TÂCHES ET EXERCICES:
1. Dites si chaque affirmation concorde avec l'entretien d'Alain Bouvard en répondant oui ou non et en citant mot pour mot les termes décisifs.
(a) Le club repart cette saison avec la 12e masse salariale.
(b) 10 000 maillots Wembanyama ont été vendus.
(c) À Roland-Garros, la marge était correcte dès le premier match.
2. Recopiez, s'il vous plaît, le passage de l'entretien d'Alain Bouvard qui commence par les mots « Pour en revenir » et s'achève sur « a pas gagné. ».

Président exécutif de Boulogne-Levallois depuis mai 2020 suite au départ de Boris Diaw, Alain Bouvard (69 ans) est passé d’une saison historique avec une finale de championnat et deux joueurs draftés au 1er tour (Wembanyama et Coulibaly), à une intersaison où le club a failli, une nouvelle fois, ne pas repartir, et une saison où le club devra se battre pour ne pas descendre.

N’est-ce pas compliqué de passer d’un extrême à l’autre, d’une finale de championnat au maintien ?

La saison dernière a été exceptionnelle à tout point de vue et ça, on ne nous l’enlèvera jamais, entre les résultats sportifs avec une finale de championnat, toute la hype autour de Victor et les matches délocalisés. C’est une saison de lumière. Là, on revient à la normale. On repart avec seulement la 12ème masse salariale donc pas les mêmes ambitions. La saison qui a démarré sera forcément plus compliquée, mais il faut avancer et ne pas vivre dans le passé. La page est tournée.

Avec un peu de recul, pensez-vous avoir bien géré le phénomène Victor Wembanyama ?

Il faut se souvenir quand même que sur l’année dernière la hype a vraiment démarré au retour de Las Vegas. Avant, il y avait de la curiosité, plus de monde que d’habitude, mais ce n’était pas non plus la folie comme ça l’a été après. C’est à partir du 15 octobre, l’année dernière, qu’il a fallu s’adapter. Par rapport aux matches délocalisés, quand vous vous y prenez le 15 octobre, sur les matches aller, il n’y avait pas forcément de salle disponible.

On a parlé de 10 000 maillots vendus…

Le vrai chiffre, c’est 6000. Dans la mesure où je sais que Victor a autorisé Nanterre à refaire des maillots Wembanyama, on en vend encore cette saison, on écoule les stocks.

Pour en revenir aux délocalisations, c’est un manque à gagner car on imagine que [vous auriez pu remplir l’Accor Arena à chaque match !

Ce qui nous aurait beaucoup aidé financièrement, c’est que la finale aille en quatre matches au lieu de trois. Autant les deux Bercy ont été une opération rentable, avec une marge correcte, à Roland-Garros la marge n’était correcte qu’à partir du moment où on en faisait deux. On n’a pas perdu d’argent, mais on n’en a pas gagné.

C’était une très belle opération, mais qui a coûté cher et a dégagé très peu de bénéfices parce qu’il a fallu le faire en cinq-six jours et on n’a pas eu le temps d’optimiser les coûts. Notre seul regret, c’est de ne pas avoir été jusqu’au 4ème match. Je pense que Monaco de toute manière aurait gagné, mais c’est vrai que pour nous, même financièrement, ça aurait amélioré nettement la copie.

BLOC DE DONNÉES:
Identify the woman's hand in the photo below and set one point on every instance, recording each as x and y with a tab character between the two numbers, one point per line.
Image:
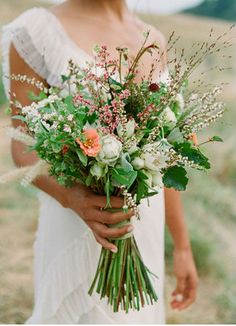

RÉPONSES CI-DESSOUS:
1.
(a) Oui : « On repart avec seulement la 12ème masse salariale »
(b) Non : « Le vrai chiffre, c’est 6000. »
(c) Non : « à Roland-Garros la marge n’était correcte qu’à partir du moment où on en faisait deux »

2.
Pour en revenir aux délocalisations, c’est un manque à gagner car on imagine que [vous auriez pu remplir l’Accor Arena à chaque match !

Ce qui nous aurait beaucoup aidé financièrement, c’est que la finale aille en quatre matches au lieu de trois. Autant les deux Bercy ont été une opération rentable, avec une marge correcte, à Roland-Garros la marge n’était correcte qu’à partir du moment où on en faisait deux. On n’a pas perdu d’argent, mais on n’en a pas gagné.